• DATA SUPPLIED
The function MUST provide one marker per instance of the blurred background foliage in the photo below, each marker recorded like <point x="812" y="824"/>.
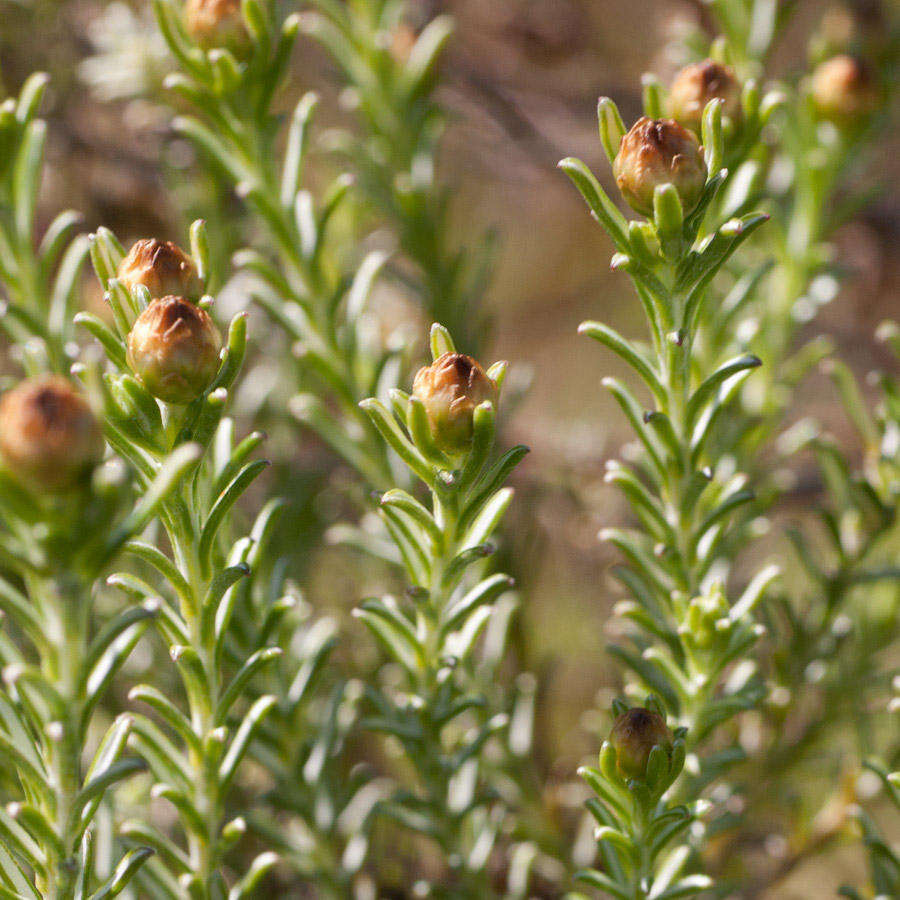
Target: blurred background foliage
<point x="519" y="84"/>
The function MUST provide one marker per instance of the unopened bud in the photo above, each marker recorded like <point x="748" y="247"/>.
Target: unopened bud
<point x="696" y="85"/>
<point x="49" y="437"/>
<point x="217" y="23"/>
<point x="844" y="90"/>
<point x="173" y="348"/>
<point x="634" y="734"/>
<point x="657" y="152"/>
<point x="450" y="389"/>
<point x="162" y="267"/>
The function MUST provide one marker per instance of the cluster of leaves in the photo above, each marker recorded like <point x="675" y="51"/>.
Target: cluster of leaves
<point x="689" y="635"/>
<point x="40" y="282"/>
<point x="390" y="68"/>
<point x="307" y="289"/>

• AIM
Reproduce the entire listing above word for word, leaving out the picture.

• RESPONSE
The function MUST provide one marker per instance of the blurred background foliage in the photo below, each marker recorded like <point x="812" y="824"/>.
Target: blurred background foliage
<point x="519" y="84"/>
The function MUST provide one marker per instance of the unopened bud in the photo above, each marker recorded like <point x="748" y="247"/>.
Target: unopened bud
<point x="696" y="85"/>
<point x="49" y="437"/>
<point x="217" y="23"/>
<point x="844" y="90"/>
<point x="173" y="348"/>
<point x="634" y="734"/>
<point x="657" y="152"/>
<point x="450" y="389"/>
<point x="162" y="267"/>
The function MUST provide one marker per instance of the cluster of leaves in the photo above, each marker recorded like <point x="675" y="51"/>.
Target: cluster of leaves
<point x="689" y="635"/>
<point x="40" y="282"/>
<point x="390" y="68"/>
<point x="307" y="289"/>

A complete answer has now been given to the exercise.